### [QUOTED PASSAGE]

-- START --

These days the scorching fires of Murano are fuelled by gas rather than wood. But not much else has changed since glass-blowing first came to this island in the 13th century at the behest of Venice’s leader, the Doge, who wanted to protect the wooden houses of the Serenissima from the furnaces’ spark. From then on Murano kept the secrets of the profession contained on its shores, passed on from father to son. The atoll weathered the ups and downs of the industry for centuries, battling off competition from Bohemia and beyond.

Yet despite this resilience the gales of the past decade’s financial downturn rocked the boat more than ever. In many furnaces the fire fizzled out; over the past 12 years, 7,000 employees became 1,000. “Now that there are fewer people working in the industry it’s harder to find real talent,” says Antonio Ceschel, Carlo Moretti’s general manager. “Not everyone has the chromosome of a maestro.”

Murano is not content to become a museum to a lost craft. With experimental designs and ambitious expansion plans, a new generation of artisans and entrepreneurs are rekindling the island’s almost millenary tradition.

-- END --

### [DATA SECTION]
-- START --

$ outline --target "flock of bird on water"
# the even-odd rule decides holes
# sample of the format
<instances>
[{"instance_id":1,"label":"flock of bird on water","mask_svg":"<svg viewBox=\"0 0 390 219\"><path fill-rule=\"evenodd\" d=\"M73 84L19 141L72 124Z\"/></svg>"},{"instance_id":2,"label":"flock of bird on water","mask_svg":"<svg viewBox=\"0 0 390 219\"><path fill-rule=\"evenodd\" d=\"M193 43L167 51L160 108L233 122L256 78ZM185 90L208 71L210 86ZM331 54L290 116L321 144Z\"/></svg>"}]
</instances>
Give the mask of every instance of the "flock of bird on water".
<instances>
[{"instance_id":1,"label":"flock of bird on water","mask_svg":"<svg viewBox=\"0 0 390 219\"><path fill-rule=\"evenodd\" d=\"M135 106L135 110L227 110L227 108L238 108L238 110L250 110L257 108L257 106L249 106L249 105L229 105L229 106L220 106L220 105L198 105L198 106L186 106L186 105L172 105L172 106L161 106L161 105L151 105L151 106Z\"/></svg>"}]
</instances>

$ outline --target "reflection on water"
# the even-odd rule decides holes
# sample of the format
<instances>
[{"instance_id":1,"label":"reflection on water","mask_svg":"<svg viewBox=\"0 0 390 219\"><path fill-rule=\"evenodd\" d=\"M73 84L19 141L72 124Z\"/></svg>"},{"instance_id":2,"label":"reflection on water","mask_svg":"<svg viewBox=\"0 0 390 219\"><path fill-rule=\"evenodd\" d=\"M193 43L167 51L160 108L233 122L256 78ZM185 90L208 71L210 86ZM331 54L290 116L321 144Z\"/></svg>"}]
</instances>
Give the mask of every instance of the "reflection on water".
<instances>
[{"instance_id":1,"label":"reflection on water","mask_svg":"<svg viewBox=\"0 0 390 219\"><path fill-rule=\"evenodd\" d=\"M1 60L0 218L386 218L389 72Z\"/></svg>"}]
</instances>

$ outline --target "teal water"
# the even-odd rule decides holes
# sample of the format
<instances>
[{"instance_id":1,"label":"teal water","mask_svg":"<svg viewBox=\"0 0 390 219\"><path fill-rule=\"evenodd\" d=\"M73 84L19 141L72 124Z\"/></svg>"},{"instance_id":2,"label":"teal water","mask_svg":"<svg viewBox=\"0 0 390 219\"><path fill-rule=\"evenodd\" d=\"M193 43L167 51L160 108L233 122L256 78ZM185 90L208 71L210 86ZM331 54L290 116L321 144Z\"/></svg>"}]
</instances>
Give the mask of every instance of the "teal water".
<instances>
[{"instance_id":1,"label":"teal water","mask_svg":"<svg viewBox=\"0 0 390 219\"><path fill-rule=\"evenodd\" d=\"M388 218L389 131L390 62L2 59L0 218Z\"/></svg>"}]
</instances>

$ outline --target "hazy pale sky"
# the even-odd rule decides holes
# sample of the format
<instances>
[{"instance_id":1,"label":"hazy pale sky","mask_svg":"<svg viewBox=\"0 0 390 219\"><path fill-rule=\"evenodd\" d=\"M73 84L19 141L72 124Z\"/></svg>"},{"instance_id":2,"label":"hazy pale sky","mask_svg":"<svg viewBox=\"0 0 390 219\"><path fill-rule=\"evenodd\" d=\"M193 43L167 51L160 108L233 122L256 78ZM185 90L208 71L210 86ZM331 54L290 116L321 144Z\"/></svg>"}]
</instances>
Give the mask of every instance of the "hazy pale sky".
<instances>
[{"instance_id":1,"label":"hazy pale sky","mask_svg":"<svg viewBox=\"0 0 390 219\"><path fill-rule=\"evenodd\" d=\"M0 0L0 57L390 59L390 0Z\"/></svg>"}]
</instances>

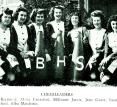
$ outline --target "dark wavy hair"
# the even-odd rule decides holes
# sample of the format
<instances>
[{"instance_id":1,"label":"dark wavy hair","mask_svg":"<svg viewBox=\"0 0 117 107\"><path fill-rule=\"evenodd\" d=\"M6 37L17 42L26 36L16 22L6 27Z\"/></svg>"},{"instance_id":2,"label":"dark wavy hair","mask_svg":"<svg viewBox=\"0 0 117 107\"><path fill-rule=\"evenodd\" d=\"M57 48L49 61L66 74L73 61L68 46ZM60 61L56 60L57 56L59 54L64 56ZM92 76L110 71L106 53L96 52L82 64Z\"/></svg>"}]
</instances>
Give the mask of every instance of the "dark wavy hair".
<instances>
[{"instance_id":1,"label":"dark wavy hair","mask_svg":"<svg viewBox=\"0 0 117 107\"><path fill-rule=\"evenodd\" d=\"M11 23L12 23L13 22L13 17L12 17L13 10L10 10L9 8L4 9L4 11L0 14L0 22L4 13L11 16Z\"/></svg>"},{"instance_id":2,"label":"dark wavy hair","mask_svg":"<svg viewBox=\"0 0 117 107\"><path fill-rule=\"evenodd\" d=\"M64 21L64 7L61 6L61 5L57 5L57 6L54 6L50 9L50 12L49 12L49 17L50 17L50 21L54 20L54 10L55 9L60 9L62 11L62 18L61 20Z\"/></svg>"},{"instance_id":3,"label":"dark wavy hair","mask_svg":"<svg viewBox=\"0 0 117 107\"><path fill-rule=\"evenodd\" d=\"M95 11L93 11L91 13L91 19L92 19L92 17L100 17L102 28L106 28L105 15L104 15L104 13L101 10L95 10ZM92 22L92 26L93 26L93 22Z\"/></svg>"},{"instance_id":4,"label":"dark wavy hair","mask_svg":"<svg viewBox=\"0 0 117 107\"><path fill-rule=\"evenodd\" d=\"M44 19L46 19L46 10L45 9L33 9L31 14L30 14L30 19L32 22L35 22L35 18L37 16L37 14L43 14L44 15Z\"/></svg>"},{"instance_id":5,"label":"dark wavy hair","mask_svg":"<svg viewBox=\"0 0 117 107\"><path fill-rule=\"evenodd\" d=\"M19 12L21 12L21 11L27 13L27 18L26 18L26 21L24 22L24 24L26 24L29 21L29 14L28 14L28 10L25 7L18 7L17 10L16 10L16 12L13 15L13 18L14 18L14 20L17 20Z\"/></svg>"},{"instance_id":6,"label":"dark wavy hair","mask_svg":"<svg viewBox=\"0 0 117 107\"><path fill-rule=\"evenodd\" d=\"M109 33L109 32L112 32L112 27L111 27L111 22L112 21L117 21L117 15L112 15L110 16L110 18L108 19L108 23L107 23L107 30L106 32Z\"/></svg>"},{"instance_id":7,"label":"dark wavy hair","mask_svg":"<svg viewBox=\"0 0 117 107\"><path fill-rule=\"evenodd\" d=\"M78 27L82 26L83 25L83 22L82 22L82 19L81 19L81 14L77 11L74 11L70 14L70 19L69 19L69 24L68 24L68 31L72 30L73 29L73 25L71 23L71 17L72 16L78 16L79 18L79 22L78 22Z\"/></svg>"}]
</instances>

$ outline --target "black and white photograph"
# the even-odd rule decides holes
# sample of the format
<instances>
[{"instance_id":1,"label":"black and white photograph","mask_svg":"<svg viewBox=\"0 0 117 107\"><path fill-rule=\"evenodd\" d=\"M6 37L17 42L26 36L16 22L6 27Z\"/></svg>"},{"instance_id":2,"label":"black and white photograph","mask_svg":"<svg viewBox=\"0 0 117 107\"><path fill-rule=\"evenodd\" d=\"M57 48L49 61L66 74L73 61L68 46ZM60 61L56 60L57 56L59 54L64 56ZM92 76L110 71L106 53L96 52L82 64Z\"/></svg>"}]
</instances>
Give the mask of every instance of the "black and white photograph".
<instances>
[{"instance_id":1,"label":"black and white photograph","mask_svg":"<svg viewBox=\"0 0 117 107\"><path fill-rule=\"evenodd\" d=\"M116 88L116 0L0 0L1 106L113 104Z\"/></svg>"}]
</instances>

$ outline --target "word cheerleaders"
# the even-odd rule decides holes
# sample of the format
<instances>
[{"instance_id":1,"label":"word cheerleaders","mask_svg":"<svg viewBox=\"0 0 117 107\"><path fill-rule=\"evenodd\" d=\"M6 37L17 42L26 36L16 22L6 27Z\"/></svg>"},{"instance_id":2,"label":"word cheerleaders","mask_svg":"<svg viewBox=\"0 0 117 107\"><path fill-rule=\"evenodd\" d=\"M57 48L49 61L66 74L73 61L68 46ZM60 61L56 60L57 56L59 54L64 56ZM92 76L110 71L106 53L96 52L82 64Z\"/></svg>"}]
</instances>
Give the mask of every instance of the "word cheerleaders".
<instances>
[{"instance_id":1,"label":"word cheerleaders","mask_svg":"<svg viewBox=\"0 0 117 107\"><path fill-rule=\"evenodd\" d=\"M57 67L60 67L60 64L63 64L64 66L66 66L66 56L63 57L63 59L60 59L60 56L57 56ZM44 64L44 58L42 57L37 57L36 58L36 68L37 69L44 69L45 68L45 64ZM83 64L83 61L84 61L84 57L83 56L78 56L76 58L76 62L75 64L77 65L75 67L76 70L78 71L82 71L83 68L84 68L84 64Z\"/></svg>"}]
</instances>

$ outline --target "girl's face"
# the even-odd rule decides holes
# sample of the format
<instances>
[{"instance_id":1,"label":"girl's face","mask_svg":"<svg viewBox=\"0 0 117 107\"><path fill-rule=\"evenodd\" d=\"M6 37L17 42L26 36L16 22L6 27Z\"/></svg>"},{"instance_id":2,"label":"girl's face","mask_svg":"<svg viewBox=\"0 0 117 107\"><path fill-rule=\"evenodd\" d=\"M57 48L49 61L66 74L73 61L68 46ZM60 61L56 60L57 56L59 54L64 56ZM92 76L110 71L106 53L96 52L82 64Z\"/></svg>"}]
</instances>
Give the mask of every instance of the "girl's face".
<instances>
[{"instance_id":1,"label":"girl's face","mask_svg":"<svg viewBox=\"0 0 117 107\"><path fill-rule=\"evenodd\" d=\"M100 17L92 17L92 19L93 19L94 27L97 29L101 28L101 18Z\"/></svg>"},{"instance_id":2,"label":"girl's face","mask_svg":"<svg viewBox=\"0 0 117 107\"><path fill-rule=\"evenodd\" d=\"M11 15L3 13L1 22L3 23L3 25L8 26L11 23Z\"/></svg>"},{"instance_id":3,"label":"girl's face","mask_svg":"<svg viewBox=\"0 0 117 107\"><path fill-rule=\"evenodd\" d=\"M42 24L44 22L44 14L37 14L35 21L37 24Z\"/></svg>"},{"instance_id":4,"label":"girl's face","mask_svg":"<svg viewBox=\"0 0 117 107\"><path fill-rule=\"evenodd\" d=\"M73 16L71 17L71 23L72 23L72 25L73 25L73 26L78 26L78 22L79 22L79 17L73 15Z\"/></svg>"},{"instance_id":5,"label":"girl's face","mask_svg":"<svg viewBox=\"0 0 117 107\"><path fill-rule=\"evenodd\" d=\"M54 9L54 18L55 18L55 20L61 20L61 17L62 17L62 10L58 9L58 8L55 8Z\"/></svg>"},{"instance_id":6,"label":"girl's face","mask_svg":"<svg viewBox=\"0 0 117 107\"><path fill-rule=\"evenodd\" d=\"M26 21L26 19L27 19L27 12L20 11L18 14L18 19L17 19L18 22L23 24Z\"/></svg>"},{"instance_id":7,"label":"girl's face","mask_svg":"<svg viewBox=\"0 0 117 107\"><path fill-rule=\"evenodd\" d=\"M111 21L111 27L113 31L117 31L117 21Z\"/></svg>"}]
</instances>

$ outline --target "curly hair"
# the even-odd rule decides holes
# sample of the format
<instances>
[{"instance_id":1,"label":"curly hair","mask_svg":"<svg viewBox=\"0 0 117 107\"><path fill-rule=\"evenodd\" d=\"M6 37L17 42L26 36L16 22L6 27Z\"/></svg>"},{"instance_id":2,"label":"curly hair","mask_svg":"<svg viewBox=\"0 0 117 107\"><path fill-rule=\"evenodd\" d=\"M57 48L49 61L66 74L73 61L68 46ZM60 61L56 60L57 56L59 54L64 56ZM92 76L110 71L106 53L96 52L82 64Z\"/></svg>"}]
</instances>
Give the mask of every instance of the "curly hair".
<instances>
[{"instance_id":1,"label":"curly hair","mask_svg":"<svg viewBox=\"0 0 117 107\"><path fill-rule=\"evenodd\" d=\"M110 16L110 18L108 19L108 23L107 23L107 31L106 32L112 32L113 31L113 29L112 29L112 27L111 27L111 22L112 21L117 21L117 15L112 15L112 16Z\"/></svg>"},{"instance_id":2,"label":"curly hair","mask_svg":"<svg viewBox=\"0 0 117 107\"><path fill-rule=\"evenodd\" d=\"M44 15L44 19L46 18L46 10L45 9L33 9L31 14L30 14L30 19L32 22L35 22L35 18L37 16L37 14L43 14Z\"/></svg>"},{"instance_id":3,"label":"curly hair","mask_svg":"<svg viewBox=\"0 0 117 107\"><path fill-rule=\"evenodd\" d=\"M54 10L55 9L60 9L61 11L62 11L62 18L61 18L61 20L64 20L64 7L63 6L61 6L61 5L57 5L57 6L54 6L54 7L52 7L51 9L50 9L50 12L49 12L49 16L50 16L50 21L52 21L52 20L54 20Z\"/></svg>"},{"instance_id":4,"label":"curly hair","mask_svg":"<svg viewBox=\"0 0 117 107\"><path fill-rule=\"evenodd\" d=\"M82 19L81 19L81 14L77 11L74 11L70 14L70 19L69 19L69 24L68 24L68 31L72 30L73 29L73 25L71 23L71 17L72 16L78 16L79 18L79 22L78 22L78 27L82 26L83 22L82 22Z\"/></svg>"},{"instance_id":5,"label":"curly hair","mask_svg":"<svg viewBox=\"0 0 117 107\"><path fill-rule=\"evenodd\" d=\"M14 20L17 21L19 12L21 12L21 11L27 13L27 18L26 18L26 21L24 22L24 24L26 24L29 21L29 16L28 16L28 11L27 11L27 9L25 7L18 7L17 10L16 10L16 12L13 15L13 18L14 18Z\"/></svg>"},{"instance_id":6,"label":"curly hair","mask_svg":"<svg viewBox=\"0 0 117 107\"><path fill-rule=\"evenodd\" d=\"M12 17L13 10L10 10L9 8L4 9L4 11L0 14L0 22L4 13L11 16L11 23L12 23L13 22L13 17Z\"/></svg>"},{"instance_id":7,"label":"curly hair","mask_svg":"<svg viewBox=\"0 0 117 107\"><path fill-rule=\"evenodd\" d=\"M105 15L101 10L95 10L91 13L91 19L92 17L100 17L101 19L101 26L102 28L106 27L106 20L105 20ZM93 24L93 23L92 23ZM93 26L93 25L92 25ZM94 26L93 26L94 27Z\"/></svg>"}]
</instances>

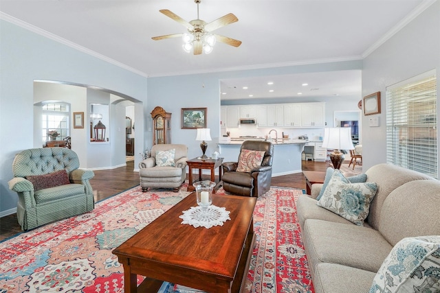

-- END --

### [TASKS TO CARRY OUT]
a – Print the part of the Murano glass text between "Murano is not" and "almost millenary tradition.", inclusive.
b – Please write what follows in the Murano glass text, picking up where it stops.

### [SOLVED PROBLEMS]
a –
Murano is not content to become a museum to a lost craft. With experimental designs and ambitious expansion plans, a new generation of artisans and entrepreneurs are rekindling the island’s almost millenary tradition.

b –
“If you don’t innovate you disappear,” says product designer Riccardo Berrone, who is sitting in between a collection of colourful vases and tall UFO-shaped ornaments from the rich archive of 157-year old company Salviati. Around him in a narrow office on the Fondamenta Radi, in the island’s eastern corner, are Venetian friends Federico Bovara and Luca Coppola, London-based designer Chiara Onida and design professor Marco Zito. With them, 33-year-old Berrone has founded Breaking the Mould, a collective blowing new life into Murano’s glass-making customs. “We were drawn to this material by its intrinsic qualities,” says Zito, who teaches product design at iuav University in Venice. “Its main fault – fragility – is also its most fascinating quality.”

Born out of a university project five years ago, Breaking the Mould initially approached Salviati with a request to try making vases that combined glass with different materials. (Salviati’s masters lent themselves to making the young group’s pieces in exchange for their graphic-design services.) “We blew glass into industrial-grade textiles, we blew into leather – and burnt so much of it,” says Coppola, who also works with Berrone and Bovara as part of graphic-design trio Aut. “We failed so many times but that was the most interesting part of the project.”

Following popular exhibitions in Berlin, London, Venice and Milan, Salviati brought the collective into the fold. Now their fresh ideas will redefine the historic glass studio’s entire catalogue. Breaking the Mould is working with Salviati’s team to draw from the company’s archive and find forgotten pieces ripe for an update, bringing in consultants from Austria, the UK, Turkey and Italy. “We are carrying out an archeological dig to unearth examples for the future,” says Coppola while 38-year old glass-blowing maestro Andrea Santuri replicates pieces selected from the archive that will serve as prototypes to be reconfigured by the collective’s team. “We are reappropriating Salviati’s past to push the material’s limits.”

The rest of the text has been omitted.